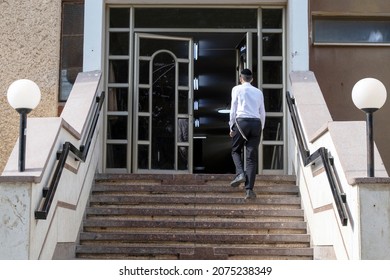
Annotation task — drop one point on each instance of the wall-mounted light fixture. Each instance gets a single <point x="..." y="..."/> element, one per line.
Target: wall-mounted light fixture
<point x="369" y="95"/>
<point x="196" y="105"/>
<point x="23" y="95"/>
<point x="197" y="123"/>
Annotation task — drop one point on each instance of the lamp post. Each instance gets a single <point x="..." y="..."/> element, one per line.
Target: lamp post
<point x="369" y="95"/>
<point x="23" y="95"/>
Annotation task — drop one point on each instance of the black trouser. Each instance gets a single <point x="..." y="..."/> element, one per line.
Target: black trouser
<point x="251" y="128"/>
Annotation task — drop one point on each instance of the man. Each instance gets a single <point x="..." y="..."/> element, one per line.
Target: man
<point x="247" y="119"/>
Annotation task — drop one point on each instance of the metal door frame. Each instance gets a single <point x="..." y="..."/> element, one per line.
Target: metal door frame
<point x="190" y="61"/>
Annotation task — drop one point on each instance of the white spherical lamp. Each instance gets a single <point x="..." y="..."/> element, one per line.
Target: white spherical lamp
<point x="369" y="94"/>
<point x="23" y="95"/>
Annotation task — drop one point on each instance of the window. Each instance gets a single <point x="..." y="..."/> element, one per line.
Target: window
<point x="351" y="30"/>
<point x="72" y="30"/>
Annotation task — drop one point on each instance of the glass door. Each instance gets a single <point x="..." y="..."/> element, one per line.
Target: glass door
<point x="163" y="104"/>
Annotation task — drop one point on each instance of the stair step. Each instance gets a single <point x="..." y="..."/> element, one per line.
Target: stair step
<point x="191" y="199"/>
<point x="225" y="189"/>
<point x="89" y="237"/>
<point x="165" y="216"/>
<point x="185" y="251"/>
<point x="193" y="211"/>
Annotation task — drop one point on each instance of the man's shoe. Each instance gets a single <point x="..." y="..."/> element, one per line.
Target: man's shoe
<point x="240" y="178"/>
<point x="250" y="194"/>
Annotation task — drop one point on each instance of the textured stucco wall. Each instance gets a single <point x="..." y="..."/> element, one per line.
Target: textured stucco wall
<point x="30" y="49"/>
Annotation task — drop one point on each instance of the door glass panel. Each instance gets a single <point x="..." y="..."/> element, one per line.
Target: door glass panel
<point x="117" y="127"/>
<point x="117" y="99"/>
<point x="182" y="138"/>
<point x="163" y="106"/>
<point x="183" y="77"/>
<point x="116" y="156"/>
<point x="144" y="72"/>
<point x="273" y="73"/>
<point x="272" y="18"/>
<point x="183" y="102"/>
<point x="118" y="71"/>
<point x="143" y="100"/>
<point x="143" y="128"/>
<point x="272" y="44"/>
<point x="143" y="156"/>
<point x="195" y="18"/>
<point x="148" y="46"/>
<point x="119" y="17"/>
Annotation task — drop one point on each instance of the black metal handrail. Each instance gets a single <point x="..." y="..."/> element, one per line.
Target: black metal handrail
<point x="322" y="153"/>
<point x="80" y="154"/>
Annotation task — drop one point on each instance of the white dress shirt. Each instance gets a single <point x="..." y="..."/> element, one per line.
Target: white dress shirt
<point x="247" y="102"/>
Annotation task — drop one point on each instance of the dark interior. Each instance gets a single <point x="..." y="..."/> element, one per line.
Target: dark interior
<point x="216" y="70"/>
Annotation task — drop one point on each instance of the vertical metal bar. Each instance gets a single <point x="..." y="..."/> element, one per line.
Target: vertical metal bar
<point x="370" y="145"/>
<point x="22" y="140"/>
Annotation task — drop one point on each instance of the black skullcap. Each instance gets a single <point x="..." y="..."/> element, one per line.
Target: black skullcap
<point x="246" y="72"/>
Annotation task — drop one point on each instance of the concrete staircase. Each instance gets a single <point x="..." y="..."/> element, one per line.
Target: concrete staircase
<point x="193" y="217"/>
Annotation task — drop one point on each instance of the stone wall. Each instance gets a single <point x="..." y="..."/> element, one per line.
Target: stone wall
<point x="29" y="48"/>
★ ★ ★ ★ ★
### Short task:
Reproduce the entire listing above verbatim, line for line, and leave out the pictures.

### Output of the exercise:
Annotation task — drop one point on each instance of the wall-mounted light fixture. Each instance gets a single <point x="..." y="..."/> element, one per line.
Target: wall-mounted light fixture
<point x="369" y="95"/>
<point x="196" y="105"/>
<point x="23" y="95"/>
<point x="197" y="123"/>
Annotation task — drop one point on each instance of the lamp post. Each instance gets a single <point x="..." y="..."/> element, one per line.
Target: lamp post
<point x="369" y="95"/>
<point x="23" y="95"/>
Annotation task — drop one point on each instance of the black trouser. Each instance gets a single <point x="..." y="..."/> element, one per line.
Target: black trouser
<point x="251" y="128"/>
Annotation task — drop one point on each instance of the man. Each instance gets a single <point x="..." y="..."/> element, one per line.
Target: man
<point x="247" y="119"/>
Annotation task — drop one point on each instance of the metal door frame. Each instance gets a single <point x="..." y="..."/> element, one per line.
Target: metal door frame
<point x="190" y="61"/>
Annotation task — drop one point on each instance of the white spherical lamp. Each instance gets a single <point x="..." y="..."/> element, one per line.
Target: white spherical lamp
<point x="369" y="94"/>
<point x="23" y="95"/>
Annotation task — drop one point on each instance of the window. Each instance gets a single <point x="..." y="..."/> element, one per line.
Target: window
<point x="351" y="30"/>
<point x="72" y="30"/>
Annotation task — drop one point on each instance of the glass door. Each instance gets a single <point x="..." y="..."/> element, one per line.
Target: glass door
<point x="163" y="104"/>
Annotation task — drop one point on each instance of the stair step. Each instance gets a single <point x="..." y="..."/> element, one per line.
Target: stair step
<point x="191" y="199"/>
<point x="225" y="189"/>
<point x="89" y="237"/>
<point x="165" y="216"/>
<point x="185" y="251"/>
<point x="193" y="211"/>
Annotation task — drop one point on each instance of the man's shoe. Each instance gets a single <point x="..." y="..."/> element, one per line.
Target: man's shoe
<point x="240" y="178"/>
<point x="250" y="194"/>
Annotation task — drop one point on each instance of the textured stucco wall. Each instance gets a single <point x="..." y="..."/> element, one per line.
Target: textured stucco wall
<point x="30" y="49"/>
Annotation task — drop one point on each instance of the door glass panel. Each instance gets a single <point x="..." y="..."/> element, one per line.
Target: door glass panel
<point x="117" y="127"/>
<point x="117" y="99"/>
<point x="182" y="138"/>
<point x="163" y="106"/>
<point x="183" y="77"/>
<point x="116" y="156"/>
<point x="144" y="72"/>
<point x="273" y="73"/>
<point x="272" y="18"/>
<point x="183" y="102"/>
<point x="118" y="71"/>
<point x="143" y="100"/>
<point x="143" y="128"/>
<point x="272" y="44"/>
<point x="143" y="156"/>
<point x="195" y="18"/>
<point x="148" y="46"/>
<point x="119" y="17"/>
Annotation task — drop one point on each instance of the black metal handrail. Each instance gets a single <point x="..." y="..."/> element, one per line.
Target: black metal handrail
<point x="322" y="153"/>
<point x="80" y="154"/>
Annotation task — drop one point on each instance of the white dress shirt. Each instance gets a single <point x="..." y="..."/> element, one per line.
Target: white dress shirt
<point x="247" y="102"/>
Annotation task — drop one point on each instance of the dark interior. Each instance gets a single <point x="..." y="..."/> element, one per line.
Target: dark interior
<point x="216" y="70"/>
Annotation task — drop one point on each instance of the vertical metal bar. Each instance gets a single <point x="..." y="..."/> element, one per line.
Target: vertical metal bar
<point x="370" y="145"/>
<point x="22" y="140"/>
Annotation task — drop one point on each instance of the black skullcap. Each instance gets a single <point x="..." y="..."/> element, one per line.
Target: black skullcap
<point x="246" y="72"/>
Annotation task — drop one point on each instance of the concrete staircase. Each instance gets a single <point x="..." y="..."/> element, one per line.
Target: concrete staircase
<point x="193" y="217"/>
Annotation task — drop one point on each instance of the stone wall. Each instance gets a single <point x="..." y="..."/> element, one per line.
Target: stone wall
<point x="29" y="48"/>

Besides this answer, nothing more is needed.